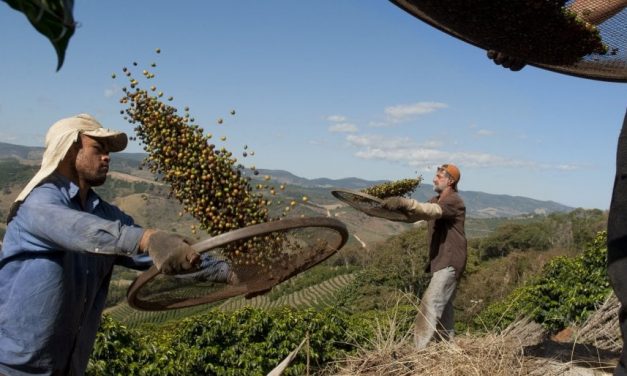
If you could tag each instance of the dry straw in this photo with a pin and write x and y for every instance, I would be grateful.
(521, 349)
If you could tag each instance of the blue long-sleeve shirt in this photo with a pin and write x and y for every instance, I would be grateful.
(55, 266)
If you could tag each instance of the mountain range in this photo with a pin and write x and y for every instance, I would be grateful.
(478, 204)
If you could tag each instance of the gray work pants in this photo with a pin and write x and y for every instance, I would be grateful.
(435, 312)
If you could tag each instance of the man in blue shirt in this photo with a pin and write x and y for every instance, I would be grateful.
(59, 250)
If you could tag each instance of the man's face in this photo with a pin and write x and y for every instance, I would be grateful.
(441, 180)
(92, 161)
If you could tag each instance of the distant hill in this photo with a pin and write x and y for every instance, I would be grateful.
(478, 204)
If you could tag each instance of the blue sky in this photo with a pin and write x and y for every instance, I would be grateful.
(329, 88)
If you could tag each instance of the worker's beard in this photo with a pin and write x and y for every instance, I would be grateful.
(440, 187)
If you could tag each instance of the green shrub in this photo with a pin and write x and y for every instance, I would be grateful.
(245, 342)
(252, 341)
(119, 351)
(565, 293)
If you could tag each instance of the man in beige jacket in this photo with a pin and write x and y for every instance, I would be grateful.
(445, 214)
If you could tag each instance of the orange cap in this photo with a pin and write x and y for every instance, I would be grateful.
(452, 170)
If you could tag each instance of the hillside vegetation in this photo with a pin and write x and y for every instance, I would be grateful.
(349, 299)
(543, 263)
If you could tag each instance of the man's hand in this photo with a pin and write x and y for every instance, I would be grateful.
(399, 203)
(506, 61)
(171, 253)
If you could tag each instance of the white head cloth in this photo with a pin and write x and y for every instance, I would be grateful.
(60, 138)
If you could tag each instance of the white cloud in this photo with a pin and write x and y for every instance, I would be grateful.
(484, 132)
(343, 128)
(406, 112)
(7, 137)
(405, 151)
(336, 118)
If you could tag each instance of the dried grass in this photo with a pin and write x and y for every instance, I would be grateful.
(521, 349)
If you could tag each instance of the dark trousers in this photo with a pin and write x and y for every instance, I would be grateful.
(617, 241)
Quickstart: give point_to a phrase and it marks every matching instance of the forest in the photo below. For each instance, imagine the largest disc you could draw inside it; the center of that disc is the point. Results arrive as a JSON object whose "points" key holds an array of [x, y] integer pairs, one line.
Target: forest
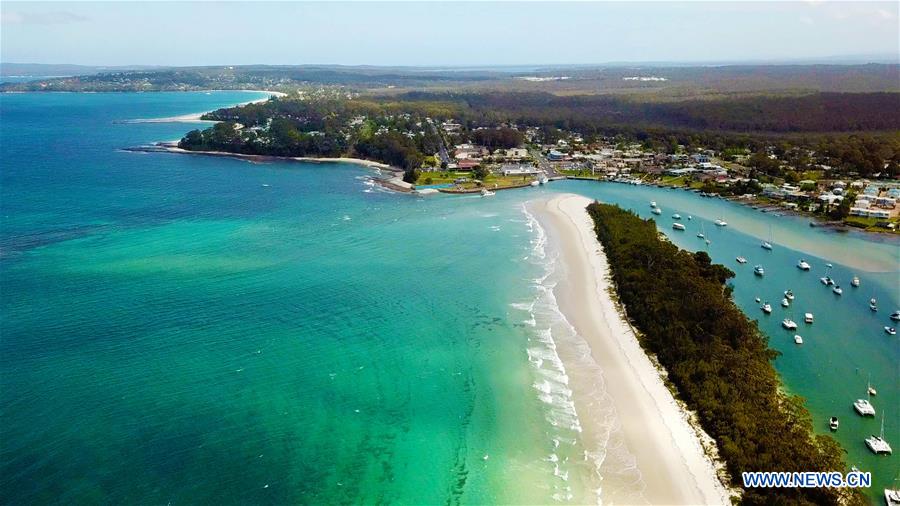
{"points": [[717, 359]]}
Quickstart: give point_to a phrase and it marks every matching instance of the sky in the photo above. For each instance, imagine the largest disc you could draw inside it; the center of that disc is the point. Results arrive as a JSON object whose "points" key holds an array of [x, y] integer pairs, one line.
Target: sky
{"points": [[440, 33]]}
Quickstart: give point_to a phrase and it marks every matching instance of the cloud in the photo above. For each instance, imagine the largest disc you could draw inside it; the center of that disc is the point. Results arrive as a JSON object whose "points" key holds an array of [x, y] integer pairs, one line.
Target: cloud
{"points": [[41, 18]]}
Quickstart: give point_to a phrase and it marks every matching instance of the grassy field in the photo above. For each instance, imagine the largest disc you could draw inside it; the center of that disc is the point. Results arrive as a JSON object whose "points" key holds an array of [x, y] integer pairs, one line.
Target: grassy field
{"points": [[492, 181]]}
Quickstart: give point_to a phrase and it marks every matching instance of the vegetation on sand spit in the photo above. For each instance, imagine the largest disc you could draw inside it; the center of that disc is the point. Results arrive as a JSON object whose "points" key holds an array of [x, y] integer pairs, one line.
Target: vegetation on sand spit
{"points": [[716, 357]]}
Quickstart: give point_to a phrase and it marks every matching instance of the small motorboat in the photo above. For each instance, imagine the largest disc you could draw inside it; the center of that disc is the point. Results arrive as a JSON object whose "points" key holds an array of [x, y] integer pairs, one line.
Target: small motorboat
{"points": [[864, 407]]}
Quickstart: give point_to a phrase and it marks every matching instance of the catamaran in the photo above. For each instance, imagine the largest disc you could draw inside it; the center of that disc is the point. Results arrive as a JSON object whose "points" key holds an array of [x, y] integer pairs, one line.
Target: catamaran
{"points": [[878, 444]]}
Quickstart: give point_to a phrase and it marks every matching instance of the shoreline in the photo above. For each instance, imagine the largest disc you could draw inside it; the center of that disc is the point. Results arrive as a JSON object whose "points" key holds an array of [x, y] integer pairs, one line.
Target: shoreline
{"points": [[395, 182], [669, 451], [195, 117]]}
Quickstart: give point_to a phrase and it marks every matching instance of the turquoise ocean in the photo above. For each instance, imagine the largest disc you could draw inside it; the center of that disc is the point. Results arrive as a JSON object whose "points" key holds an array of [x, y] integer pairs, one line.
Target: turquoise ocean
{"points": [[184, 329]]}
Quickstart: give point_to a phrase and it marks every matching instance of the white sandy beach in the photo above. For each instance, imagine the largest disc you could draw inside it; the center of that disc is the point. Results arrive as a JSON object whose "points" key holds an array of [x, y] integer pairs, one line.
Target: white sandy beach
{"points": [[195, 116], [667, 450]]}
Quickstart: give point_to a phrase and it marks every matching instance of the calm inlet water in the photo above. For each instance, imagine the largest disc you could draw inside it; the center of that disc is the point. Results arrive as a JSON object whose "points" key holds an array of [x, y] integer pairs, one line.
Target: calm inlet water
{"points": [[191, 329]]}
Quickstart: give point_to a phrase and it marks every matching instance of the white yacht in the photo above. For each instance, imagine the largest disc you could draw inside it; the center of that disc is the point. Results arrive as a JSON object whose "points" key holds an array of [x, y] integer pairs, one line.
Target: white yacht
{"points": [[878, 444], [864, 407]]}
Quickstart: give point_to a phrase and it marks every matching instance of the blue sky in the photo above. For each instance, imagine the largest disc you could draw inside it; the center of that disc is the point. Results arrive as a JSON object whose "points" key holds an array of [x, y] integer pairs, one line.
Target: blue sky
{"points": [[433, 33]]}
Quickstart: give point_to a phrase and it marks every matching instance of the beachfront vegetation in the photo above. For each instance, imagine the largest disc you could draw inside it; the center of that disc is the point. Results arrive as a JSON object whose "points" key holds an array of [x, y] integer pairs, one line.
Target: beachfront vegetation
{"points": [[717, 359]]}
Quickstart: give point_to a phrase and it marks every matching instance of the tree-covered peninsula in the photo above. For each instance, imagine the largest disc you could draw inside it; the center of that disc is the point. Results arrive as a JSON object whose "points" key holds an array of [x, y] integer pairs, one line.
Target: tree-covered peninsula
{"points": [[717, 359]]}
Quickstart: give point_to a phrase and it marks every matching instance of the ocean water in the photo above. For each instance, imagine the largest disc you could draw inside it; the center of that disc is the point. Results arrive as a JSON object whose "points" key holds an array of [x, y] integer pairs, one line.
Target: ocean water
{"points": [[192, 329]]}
◆ ◆ ◆ ◆
Find "of the ocean" in the data above, then repeat that line and all lines after it exactly, ending with the final line.

= Response to this task =
Quickstart: give point_to a phrase and it marks every matching instance of the ocean water in the photo above. For each instance, imagine the largest disc you could draw inside it; the center of that disc is the point. Results arrive as a JSON object whose "points" key holds an array of [x, y] integer pairs, one line.
Target: ocean water
{"points": [[192, 329]]}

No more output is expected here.